***** PAGE EXTRACT *****
A Catholic Framework for Economic Life

U.S. Bishops

1996

 

Office of Social Development & World Peace
National Conference of Catholic Bishops/United States Catholic Conference
3211 4th Street, N.E., Washington, DC 20017-1194 (202) 541-3000

Legislative Action

In November, 1986, the Catholic bishops of the United States issued a landmark pastoral letter on the U.S. economy called Economic Justice for All. It challenged our nation to put concern for the poor and vulnerable and pursuit of the common good at the center of our economic life.

Ten years later as they marked the pastoral letter's anniversary, the bishops recognized that while our economy has changed dramatically, the challenges facing us are no less compelling, and the principles they outlined ten years ago are no less important. At a time of growing national attention on such issues as globalization, income stagnation, and increasing wage disparities, the Catholic tradition of ethical reflection on economic issues has much to offer. In November, 1996, the bishops issued a brief ten-point summary of Catholic teaching on the economy titled A Catholic Framework for Economic Life. They called on the Catholic community to share these ten principles as broadly as possible.

The most important place to share Catholic social teaching is in the parish, not as an optional or fringe aspect of our faith, but as a central element of what it means to be Catholic. This resource is designed to help those responsible for social concerns and advocacy in the parish to incorporate Catholic teaching on economic life into their ministry.

Overview

The bishops have made it clear in their Catholic Framework for Economic Life that government has a crucial role in supporting and protecting the most vulnerable members of our society. In the very same sentence, they indicate that lay persons, organized in voluntary groups, also have key responsibilities. One of those responsibilities is to advocate for just and caring economic and social policies through parish and diocesan structures often known as legislative networks. What follows are some specific ideas and suggestions for parish leaders on how to develop a parish legislative advocacy effort.


Ideas and Suggestions
 
1. Prayerfully consider your parish's role as advocates for the poor and vulnerable in your community. Ask for God's guidance and support as you seek to become a voice for those unable to speak for themselves. Pray for courage, for knowledge, for resources, for empowering connections, for civility, for patience, and for the development of needed skills to carry out this important work.
*****
§ YOUR TASKS
A - According to the legislative action page, in what month and year did the U.S. Catholic bishops issue their pastoral letter Economic Justice for All?
B - Reproduce the passage of the legislative action page starting at "Ten years later" and ending at "broadly as possible.", swapping "globalization" for "automation".
***** DATASET EXTRACT *****
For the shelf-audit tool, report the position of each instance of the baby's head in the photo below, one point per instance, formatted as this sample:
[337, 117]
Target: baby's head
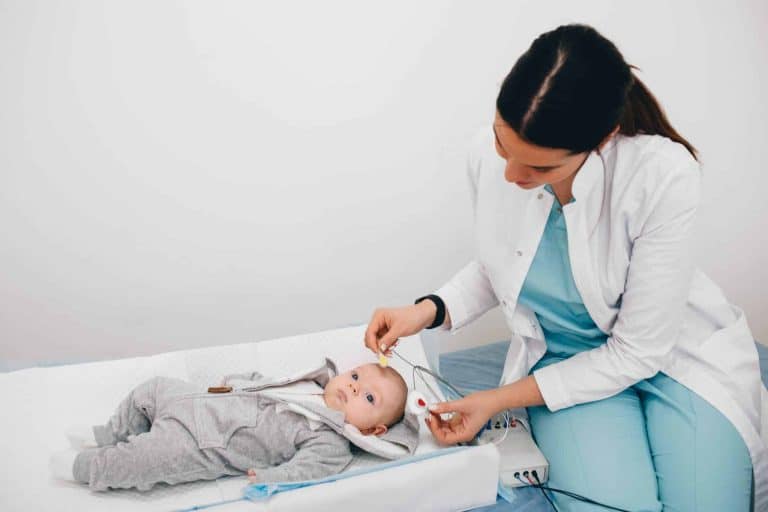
*****
§ SOLUTIONS TO THE PROBLEMS
A - November 1986

B -
Ten years later as they marked the pastoral letter's anniversary, the bishops recognized that while our economy has changed dramatically, the challenges facing us are no less compelling, and the principles they outlined ten years ago are no less important. At a time of growing national attention on such issues as automation, income stagnation, and increasing wage disparities, the Catholic tradition of ethical reflection on economic issues has much to offer. In November, 1996, the bishops issued a brief ten-point summary of Catholic teaching on the economy titled A Catholic Framework for Economic Life. They called on the Catholic community to share these ten principles as broadly as possible.